• _Aim_:
Please copy out every line of the listing below word for word, leaving nothing out and changing nothing.

Extracted listing

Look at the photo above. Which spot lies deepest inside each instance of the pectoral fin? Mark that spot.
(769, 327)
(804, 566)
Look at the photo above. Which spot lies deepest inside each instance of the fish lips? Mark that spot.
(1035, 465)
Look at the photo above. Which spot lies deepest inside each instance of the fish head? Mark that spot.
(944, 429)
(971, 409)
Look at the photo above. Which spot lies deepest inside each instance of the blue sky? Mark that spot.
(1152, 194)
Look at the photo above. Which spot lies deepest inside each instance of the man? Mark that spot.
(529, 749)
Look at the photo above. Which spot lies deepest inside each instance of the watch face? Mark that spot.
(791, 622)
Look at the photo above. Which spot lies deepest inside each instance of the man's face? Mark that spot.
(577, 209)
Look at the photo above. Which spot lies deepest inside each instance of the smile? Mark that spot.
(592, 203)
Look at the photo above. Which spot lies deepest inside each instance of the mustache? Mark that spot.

• _Completed task_:
Look at the photo above. Which spot lies deepest inside each instance of the pectoral fin? Mark that spot.
(769, 327)
(804, 566)
Look at the photo above. Which spot lies deepest inside each instance of the fish lips? Mark that spot.
(1035, 465)
Look at the photo above. Which spot lies deepest inside each instance of the fish head? Mark that spot.
(944, 429)
(971, 409)
Look at the photo above. Which spot lies deepest inside each instance of the blue sky? Mark that spot.
(1152, 194)
Look at the photo above. Which spot lies deepest inside each instance of the man? Mark that spot.
(529, 749)
Look at the photo above. Which spot lies deepest inside each instance of the watch face? Mark that spot.
(791, 622)
Look at the photo above. Which spot lies deepest inside each instance of the man's face? Mark that spot.
(577, 209)
Look at the photo above. Which spot lies deepest inside each instance of the smile? Mark that spot.
(592, 203)
Look at the photo above. Which spot lies deepest inside each instance of the mustache? Mark that spot.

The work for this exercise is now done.